--- WRITTEN INSTRUCTION ---
Turn all the rows below into a JSON list of strings, one string per line, with blank lines left out.

--- TASK INPUT ---
##############################
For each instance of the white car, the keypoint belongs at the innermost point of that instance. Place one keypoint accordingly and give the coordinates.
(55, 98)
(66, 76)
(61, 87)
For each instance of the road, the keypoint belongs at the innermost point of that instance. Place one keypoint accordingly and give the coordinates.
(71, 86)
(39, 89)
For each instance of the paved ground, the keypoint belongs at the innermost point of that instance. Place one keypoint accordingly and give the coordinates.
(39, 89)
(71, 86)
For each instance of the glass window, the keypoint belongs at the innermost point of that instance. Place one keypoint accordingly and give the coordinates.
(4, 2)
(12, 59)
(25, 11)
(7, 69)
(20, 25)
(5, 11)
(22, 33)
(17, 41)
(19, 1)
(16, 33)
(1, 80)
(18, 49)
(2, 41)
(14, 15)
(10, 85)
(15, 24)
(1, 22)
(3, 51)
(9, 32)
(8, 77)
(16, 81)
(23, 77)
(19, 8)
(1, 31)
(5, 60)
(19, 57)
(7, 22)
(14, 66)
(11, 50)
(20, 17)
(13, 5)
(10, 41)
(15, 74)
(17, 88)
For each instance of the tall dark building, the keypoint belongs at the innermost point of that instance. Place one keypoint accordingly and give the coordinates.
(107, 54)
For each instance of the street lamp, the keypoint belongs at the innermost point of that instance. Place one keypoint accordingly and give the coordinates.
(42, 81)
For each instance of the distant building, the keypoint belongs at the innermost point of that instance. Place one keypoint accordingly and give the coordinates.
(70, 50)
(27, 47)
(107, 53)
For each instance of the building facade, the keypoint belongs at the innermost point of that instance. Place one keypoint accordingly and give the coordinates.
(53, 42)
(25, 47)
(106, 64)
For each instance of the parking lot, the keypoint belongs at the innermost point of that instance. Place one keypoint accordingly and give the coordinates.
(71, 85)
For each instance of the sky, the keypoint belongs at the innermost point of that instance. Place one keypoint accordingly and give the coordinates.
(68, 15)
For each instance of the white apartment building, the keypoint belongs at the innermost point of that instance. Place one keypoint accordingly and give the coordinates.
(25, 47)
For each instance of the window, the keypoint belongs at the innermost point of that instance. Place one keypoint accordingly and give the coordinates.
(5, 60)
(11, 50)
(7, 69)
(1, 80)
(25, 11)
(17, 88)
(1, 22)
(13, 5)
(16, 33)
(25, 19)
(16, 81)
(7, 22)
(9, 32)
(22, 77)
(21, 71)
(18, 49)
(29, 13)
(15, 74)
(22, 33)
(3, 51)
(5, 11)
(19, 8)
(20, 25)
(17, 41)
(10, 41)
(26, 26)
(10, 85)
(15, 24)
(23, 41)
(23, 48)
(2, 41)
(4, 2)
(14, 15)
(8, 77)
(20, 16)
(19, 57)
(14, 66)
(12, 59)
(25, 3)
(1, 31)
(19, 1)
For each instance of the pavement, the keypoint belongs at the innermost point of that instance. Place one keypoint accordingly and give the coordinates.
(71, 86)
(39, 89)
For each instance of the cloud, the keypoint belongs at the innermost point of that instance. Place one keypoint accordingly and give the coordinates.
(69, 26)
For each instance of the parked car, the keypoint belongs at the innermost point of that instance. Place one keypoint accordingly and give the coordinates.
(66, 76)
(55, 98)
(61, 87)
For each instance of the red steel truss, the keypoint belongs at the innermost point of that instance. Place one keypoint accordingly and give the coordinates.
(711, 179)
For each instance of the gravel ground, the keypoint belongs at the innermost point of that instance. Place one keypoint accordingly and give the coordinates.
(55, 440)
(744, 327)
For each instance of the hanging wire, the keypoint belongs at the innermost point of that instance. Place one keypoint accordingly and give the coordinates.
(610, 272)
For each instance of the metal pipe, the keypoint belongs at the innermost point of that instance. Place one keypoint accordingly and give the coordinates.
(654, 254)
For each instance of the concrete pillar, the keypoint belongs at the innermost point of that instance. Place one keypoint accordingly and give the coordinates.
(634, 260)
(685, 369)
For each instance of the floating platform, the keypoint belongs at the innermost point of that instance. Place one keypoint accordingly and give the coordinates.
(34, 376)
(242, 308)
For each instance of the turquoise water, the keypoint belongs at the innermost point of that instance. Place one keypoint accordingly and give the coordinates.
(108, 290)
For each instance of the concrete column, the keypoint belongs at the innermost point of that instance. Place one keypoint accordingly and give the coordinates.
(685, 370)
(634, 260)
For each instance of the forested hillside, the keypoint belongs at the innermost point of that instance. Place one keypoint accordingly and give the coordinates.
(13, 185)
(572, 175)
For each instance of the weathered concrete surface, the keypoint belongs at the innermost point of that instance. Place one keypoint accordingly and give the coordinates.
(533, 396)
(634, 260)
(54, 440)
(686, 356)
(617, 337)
##############################
--- THE REPLY ---
[
  "For each instance of the white car, the keypoint belongs at the innermost point of that instance. Place one keypoint accordingly and give the coordinates.",
  "(55, 98)",
  "(66, 76)",
  "(61, 87)",
  "For each instance of the road, the keypoint belongs at the innermost point of that instance. Place one keypoint accordingly and give the coordinates.",
  "(71, 86)",
  "(39, 89)",
  "For each instance of the paved ground, the keypoint belongs at the innermost point of that instance. Place one keypoint accordingly and give the coordinates.",
  "(39, 89)",
  "(71, 86)",
  "For each instance of the glass window, the keypoint belongs at the innermost point of that instance. Place one keypoint accordingly and give the coordinates.",
  "(4, 2)",
  "(12, 59)",
  "(25, 11)",
  "(7, 69)",
  "(20, 25)",
  "(5, 11)",
  "(22, 33)",
  "(17, 41)",
  "(19, 1)",
  "(16, 33)",
  "(1, 80)",
  "(18, 49)",
  "(2, 41)",
  "(14, 15)",
  "(10, 85)",
  "(15, 24)",
  "(1, 22)",
  "(3, 51)",
  "(9, 32)",
  "(8, 77)",
  "(16, 81)",
  "(23, 77)",
  "(19, 8)",
  "(1, 31)",
  "(5, 60)",
  "(19, 57)",
  "(7, 22)",
  "(14, 66)",
  "(11, 50)",
  "(20, 17)",
  "(13, 5)",
  "(10, 41)",
  "(15, 74)",
  "(17, 88)",
  "For each instance of the tall dark building, the keypoint belongs at the innermost point of that instance. Place one keypoint accordingly and give the coordinates.",
  "(107, 54)",
  "For each instance of the street lamp, the keypoint belongs at the innermost point of that instance. Place one keypoint accordingly and give the coordinates.",
  "(42, 81)",
  "For each instance of the distant building, the keypoint belongs at the innermost point of that instance. Place one keypoint accordingly and give the coordinates.",
  "(70, 50)",
  "(27, 47)",
  "(107, 53)",
  "For each instance of the building facade, the keypoint belongs at the innermost point of that instance. Place one keypoint accordingly and give the coordinates.",
  "(53, 42)",
  "(25, 47)",
  "(106, 64)",
  "For each instance of the parking lot, the keypoint belongs at the innermost point of that instance. Place one keypoint accordingly and give the coordinates.",
  "(71, 85)",
  "For each instance of the sky, the keypoint belongs at the innermost point of that instance. Place one keypoint accordingly and give the coordinates.",
  "(68, 15)",
  "For each instance of the white apartment building, the keypoint belongs at the innermost point of that instance. Place one keypoint accordingly and give the coordinates.",
  "(25, 47)",
  "For each instance of the window, the keypoint belongs at the innermost point of that instance. Place one keypoint accordingly and give the coordinates.",
  "(5, 60)",
  "(11, 50)",
  "(7, 69)",
  "(1, 80)",
  "(25, 11)",
  "(17, 88)",
  "(1, 22)",
  "(13, 5)",
  "(16, 33)",
  "(25, 19)",
  "(16, 81)",
  "(7, 22)",
  "(9, 32)",
  "(22, 77)",
  "(21, 71)",
  "(18, 49)",
  "(29, 13)",
  "(15, 74)",
  "(22, 33)",
  "(3, 51)",
  "(5, 11)",
  "(19, 8)",
  "(20, 25)",
  "(17, 41)",
  "(10, 41)",
  "(26, 26)",
  "(10, 85)",
  "(15, 24)",
  "(23, 41)",
  "(23, 48)",
  "(2, 41)",
  "(4, 2)",
  "(14, 15)",
  "(8, 77)",
  "(20, 16)",
  "(19, 57)",
  "(14, 66)",
  "(12, 59)",
  "(25, 3)",
  "(1, 31)",
  "(19, 1)",
  "For each instance of the pavement, the keypoint belongs at the innermost point of that instance. Place one keypoint accordingly and give the coordinates.",
  "(71, 86)",
  "(39, 89)",
  "For each instance of the cloud, the keypoint belongs at the innermost point of that instance. Place one keypoint accordingly and give the coordinates.",
  "(69, 26)",
  "For each instance of the parked car, the keypoint belongs at the innermost point of that instance. Place one keypoint accordingly and give the coordinates.",
  "(66, 76)",
  "(55, 98)",
  "(61, 87)",
  "For each instance of the red steel truss, the keypoint belongs at the innermost point of that instance. Place one keypoint accordingly and give the coordinates.",
  "(711, 179)",
  "For each instance of the gravel ground, the keypoint belongs at the innermost point of that instance. Place one keypoint accordingly and give the coordinates.",
  "(55, 440)",
  "(744, 327)",
  "For each instance of the hanging wire, the keypoint belongs at the innermost point of that instance. Place one keypoint accordingly and give the coordinates.",
  "(610, 272)",
  "For each instance of the metal pipe, the keypoint belongs at the innermost point of that instance. Place one keypoint accordingly and give the coordinates.",
  "(654, 254)",
  "For each instance of the concrete pillar, the keypoint belongs at the innermost point of that instance. Place one keypoint accordingly and give the coordinates.",
  "(634, 260)",
  "(685, 369)",
  "For each instance of the floating platform, the keypoint belongs at the innermost point of that instance. Place one keypoint accordingly and give the coordinates.",
  "(34, 376)",
  "(242, 308)",
  "For each instance of the turquoise water, the keypoint belongs at the innermost point of that instance. Place one keypoint accordingly and give the coordinates.",
  "(108, 290)",
  "For each instance of the concrete column, the keypoint belongs at the innermost point of that instance. Place one keypoint accordingly and give the coordinates.",
  "(685, 370)",
  "(634, 260)",
  "For each instance of the forested hillside, the keypoint belongs at the innermost point of that instance. Place one keypoint accordingly and give the coordinates.",
  "(13, 185)",
  "(572, 175)",
  "For each instance of the weathered concrete surface, the keypoint belongs at the innermost point of that instance. Place one keypoint accordingly and give the coordinates.",
  "(533, 396)",
  "(634, 260)",
  "(54, 440)",
  "(686, 356)",
  "(617, 337)"
]